ページ:
【タイトル】 比良坂ラメント
【ジャンル】 成年コミック
【漫画作者】 比良坂冬
【発売日】 2018年 8月
【掲載誌】 COMIC アンスリウム
【構成】 全10話/短編+シリーズ
知恵の女神の住居に迷い込んだ男
陰気な女の家、捕らわれた男
やさしい女神さまと空っぽの男
ゾンビパニック、戦う女戦士たち
現代ファンタジ・ホラー&バトル
▼ あらすじ
● ルサンチマンはその冬に
現実世界とはちょっぴりズレれた異空間
そこにいたのは、本を読むことに飽きた知恵の女神さま
何十年ぶりかに訪ねてきたのは若い人間の男。意外とキモが座っているその男に興味がわいた彼女、酒をふるまい現代知識を聞き出して
最後に「お礼にひとつだけ知をやろう……」
ちなみに、ルサンチマンとはフランス語で「自分より強い者に対する妬み・怒り」みたいな意味らしい
● 雨の夜のひときらい
雨の中、傘もささずに座り込んでいた男
「行く所がないなら家にいらっしゃい」と女に声をかけられ付いてゆく
辛気臭い家に、陰気な女。イライラしながらその女を押したおすと「雨が止むまでここに居てください」と静かに男を受け入れる……
それから数日
一向に止まぬ雨に、女の言葉が呪縛となって……
● 或る人柱の記憶 前編
とある村の身寄りのない男
神の供物に選ばれ、神域へと足を踏み入れる
二つ角の麗しい女神、ふつうの人間とさほど変わらないけど、彼女が「肉が喰いたい」と言えば近くにいたウサギがみずから駆け寄りバタリ……
絶大な力を持ちながら、人間くさい優しさも持ち合わせた彼女
白紙のように中身のない男をあわれみ、寵愛を与え……
● 或る人柱の記憶 後編
生贄に選ばれた者は「物」へと変化する
初代の人柱は彼女・千姫の屋敷になったとか
そんな千姫と共に暮らすうち、初めて自分の中に欲望が芽生えた男。彼女から永遠に愛でられることを望み……
● リリスの肋骨
世にも不運な男のお話
両親は失踪、ひきとってくれた祖父はすぐに亡くなり、お金はあったから大学には行けたものの友達はひとりもおらず、悪魔に取りつかれ……
男に取りついた悪魔・リリス
寝込みを襲って童貞を奪おうとする淫乱ビッチ
リリスいわく「お前はホントに不幸か? 間一髪のところで助かってきただろう? お前は周囲の人間の運を吸い取って生き延びているんだよ」

抽出資料:
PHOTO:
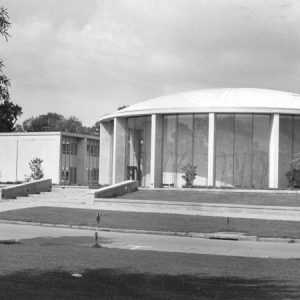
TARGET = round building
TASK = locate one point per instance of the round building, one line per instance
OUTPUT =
(238, 137)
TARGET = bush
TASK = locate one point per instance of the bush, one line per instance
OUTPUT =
(36, 168)
(189, 174)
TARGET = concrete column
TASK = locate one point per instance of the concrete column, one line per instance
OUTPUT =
(105, 153)
(156, 151)
(274, 152)
(211, 150)
(81, 161)
(119, 152)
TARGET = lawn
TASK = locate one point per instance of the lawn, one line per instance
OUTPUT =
(189, 195)
(154, 221)
(42, 268)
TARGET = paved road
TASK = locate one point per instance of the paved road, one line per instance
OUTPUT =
(161, 243)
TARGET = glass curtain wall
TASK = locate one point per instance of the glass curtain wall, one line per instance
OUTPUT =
(92, 161)
(289, 146)
(184, 143)
(242, 150)
(139, 149)
(69, 160)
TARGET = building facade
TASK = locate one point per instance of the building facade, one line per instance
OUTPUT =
(244, 138)
(67, 158)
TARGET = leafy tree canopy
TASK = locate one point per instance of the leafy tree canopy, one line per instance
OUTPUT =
(56, 122)
(9, 112)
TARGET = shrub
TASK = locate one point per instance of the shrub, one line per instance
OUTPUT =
(36, 169)
(189, 174)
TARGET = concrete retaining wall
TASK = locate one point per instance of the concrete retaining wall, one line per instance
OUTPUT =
(117, 189)
(24, 189)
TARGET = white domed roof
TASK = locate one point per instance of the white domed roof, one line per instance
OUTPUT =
(234, 100)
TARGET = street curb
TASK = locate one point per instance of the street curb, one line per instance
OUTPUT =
(232, 236)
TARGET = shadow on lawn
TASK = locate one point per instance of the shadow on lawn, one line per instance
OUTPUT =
(117, 284)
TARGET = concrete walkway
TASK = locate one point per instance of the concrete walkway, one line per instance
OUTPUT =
(82, 198)
(131, 241)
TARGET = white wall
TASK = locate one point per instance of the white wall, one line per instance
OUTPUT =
(17, 150)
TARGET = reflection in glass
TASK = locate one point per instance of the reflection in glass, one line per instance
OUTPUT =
(261, 140)
(185, 141)
(185, 145)
(201, 148)
(139, 149)
(242, 150)
(169, 150)
(289, 146)
(224, 149)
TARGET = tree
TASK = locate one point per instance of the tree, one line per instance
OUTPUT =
(9, 112)
(56, 122)
(4, 23)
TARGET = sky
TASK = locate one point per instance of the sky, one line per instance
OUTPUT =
(85, 58)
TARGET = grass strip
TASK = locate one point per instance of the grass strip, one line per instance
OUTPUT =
(154, 221)
(34, 270)
(268, 199)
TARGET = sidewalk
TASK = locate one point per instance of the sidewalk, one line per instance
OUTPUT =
(137, 242)
(81, 199)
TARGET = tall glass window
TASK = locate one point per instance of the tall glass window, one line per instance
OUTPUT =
(242, 150)
(185, 145)
(261, 141)
(224, 149)
(289, 146)
(92, 161)
(185, 142)
(243, 137)
(169, 150)
(139, 149)
(200, 158)
(69, 160)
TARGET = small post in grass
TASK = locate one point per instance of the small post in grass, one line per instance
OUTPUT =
(97, 245)
(227, 224)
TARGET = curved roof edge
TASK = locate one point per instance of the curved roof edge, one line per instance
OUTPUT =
(234, 100)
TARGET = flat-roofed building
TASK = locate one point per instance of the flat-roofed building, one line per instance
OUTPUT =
(67, 158)
(235, 137)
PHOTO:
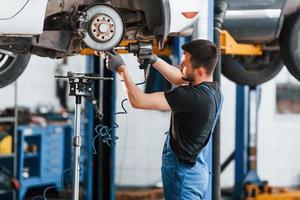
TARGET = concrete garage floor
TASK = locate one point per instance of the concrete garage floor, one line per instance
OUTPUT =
(122, 194)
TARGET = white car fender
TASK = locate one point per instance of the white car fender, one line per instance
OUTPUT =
(17, 17)
(178, 8)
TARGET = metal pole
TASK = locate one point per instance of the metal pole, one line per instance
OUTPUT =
(76, 149)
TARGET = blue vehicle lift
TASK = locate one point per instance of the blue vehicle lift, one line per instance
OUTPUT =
(247, 106)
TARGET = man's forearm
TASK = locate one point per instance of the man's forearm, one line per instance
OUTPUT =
(134, 93)
(171, 73)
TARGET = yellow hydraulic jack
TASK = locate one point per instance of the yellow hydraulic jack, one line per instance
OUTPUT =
(164, 52)
(230, 46)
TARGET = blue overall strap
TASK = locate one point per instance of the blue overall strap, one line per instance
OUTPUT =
(218, 106)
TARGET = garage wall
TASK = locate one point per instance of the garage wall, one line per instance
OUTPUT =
(278, 138)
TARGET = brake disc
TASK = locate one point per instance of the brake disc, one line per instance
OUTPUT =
(105, 27)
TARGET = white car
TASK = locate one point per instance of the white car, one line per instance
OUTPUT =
(56, 28)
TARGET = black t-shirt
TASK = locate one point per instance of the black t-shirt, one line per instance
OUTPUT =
(193, 110)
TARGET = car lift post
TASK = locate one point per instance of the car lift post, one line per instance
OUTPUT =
(247, 106)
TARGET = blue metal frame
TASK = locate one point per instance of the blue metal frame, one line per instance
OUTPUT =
(89, 127)
(243, 173)
(241, 138)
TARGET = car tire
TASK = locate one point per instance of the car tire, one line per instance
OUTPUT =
(255, 71)
(11, 66)
(290, 44)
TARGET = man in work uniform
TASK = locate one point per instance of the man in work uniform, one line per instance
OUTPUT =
(195, 104)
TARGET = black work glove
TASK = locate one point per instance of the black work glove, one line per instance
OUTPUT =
(114, 61)
(151, 58)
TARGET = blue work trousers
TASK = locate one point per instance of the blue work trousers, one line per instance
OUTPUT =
(182, 181)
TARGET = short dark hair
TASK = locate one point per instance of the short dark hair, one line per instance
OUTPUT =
(204, 53)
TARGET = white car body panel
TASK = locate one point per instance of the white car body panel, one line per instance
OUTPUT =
(178, 22)
(22, 17)
(11, 8)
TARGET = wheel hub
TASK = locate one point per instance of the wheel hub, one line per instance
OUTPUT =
(105, 28)
(102, 28)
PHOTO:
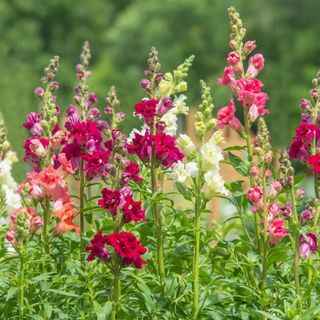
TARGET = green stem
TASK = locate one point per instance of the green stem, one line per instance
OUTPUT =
(81, 196)
(250, 156)
(195, 310)
(265, 233)
(116, 294)
(158, 219)
(297, 242)
(46, 222)
(21, 286)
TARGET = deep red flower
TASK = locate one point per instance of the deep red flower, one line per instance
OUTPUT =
(96, 164)
(141, 145)
(110, 201)
(147, 109)
(127, 247)
(132, 210)
(314, 161)
(131, 172)
(97, 248)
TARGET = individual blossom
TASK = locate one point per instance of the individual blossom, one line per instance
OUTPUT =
(277, 230)
(314, 161)
(127, 247)
(97, 248)
(214, 184)
(65, 213)
(306, 216)
(141, 145)
(110, 200)
(185, 144)
(226, 116)
(147, 110)
(254, 194)
(132, 210)
(32, 123)
(131, 172)
(256, 64)
(287, 209)
(211, 154)
(308, 244)
(275, 188)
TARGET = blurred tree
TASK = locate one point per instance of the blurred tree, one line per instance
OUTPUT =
(122, 32)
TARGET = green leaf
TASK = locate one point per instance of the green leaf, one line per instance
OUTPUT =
(63, 293)
(187, 194)
(11, 293)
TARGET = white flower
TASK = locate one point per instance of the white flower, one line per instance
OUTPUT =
(214, 184)
(192, 169)
(170, 119)
(7, 184)
(180, 174)
(185, 144)
(211, 155)
(180, 105)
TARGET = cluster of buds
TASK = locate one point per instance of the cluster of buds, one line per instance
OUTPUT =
(204, 121)
(4, 143)
(173, 83)
(238, 32)
(153, 76)
(262, 143)
(112, 102)
(286, 169)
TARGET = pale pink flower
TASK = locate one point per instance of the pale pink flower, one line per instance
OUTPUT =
(277, 230)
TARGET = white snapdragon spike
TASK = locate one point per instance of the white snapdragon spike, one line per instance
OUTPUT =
(192, 169)
(171, 121)
(7, 183)
(180, 174)
(211, 155)
(170, 117)
(180, 105)
(185, 144)
(214, 184)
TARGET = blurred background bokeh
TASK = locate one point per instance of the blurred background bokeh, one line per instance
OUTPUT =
(121, 33)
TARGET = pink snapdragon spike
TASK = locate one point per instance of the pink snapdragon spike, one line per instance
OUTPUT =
(243, 85)
(254, 194)
(308, 244)
(277, 230)
(275, 188)
(306, 216)
(226, 116)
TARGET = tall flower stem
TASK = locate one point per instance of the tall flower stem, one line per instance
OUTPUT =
(21, 284)
(196, 260)
(265, 233)
(250, 156)
(46, 222)
(297, 245)
(81, 196)
(158, 219)
(116, 293)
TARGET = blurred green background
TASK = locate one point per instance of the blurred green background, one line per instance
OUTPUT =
(121, 33)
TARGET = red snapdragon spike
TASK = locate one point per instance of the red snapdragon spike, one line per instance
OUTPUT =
(132, 210)
(308, 244)
(96, 164)
(147, 110)
(127, 247)
(301, 144)
(97, 248)
(110, 200)
(314, 161)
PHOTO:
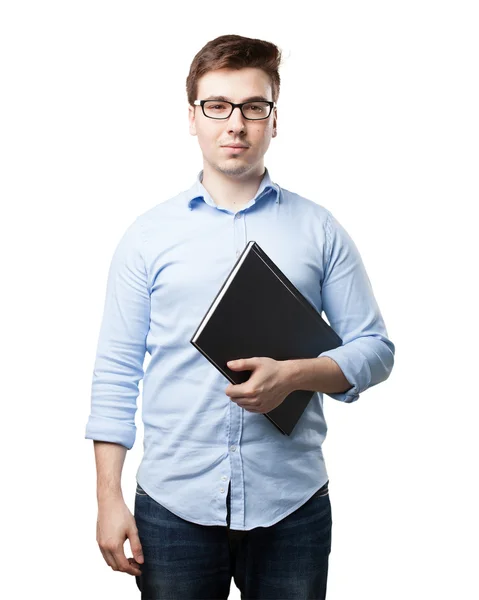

課題: ページの「あらすじ」で●が付いた見出しをすべて書き出しなさい。

結果:
ルサンチマンはその冬に
雨の夜のひときらい
或る人柱の記憶 前編
或る人柱の記憶 後編
リリスの肋骨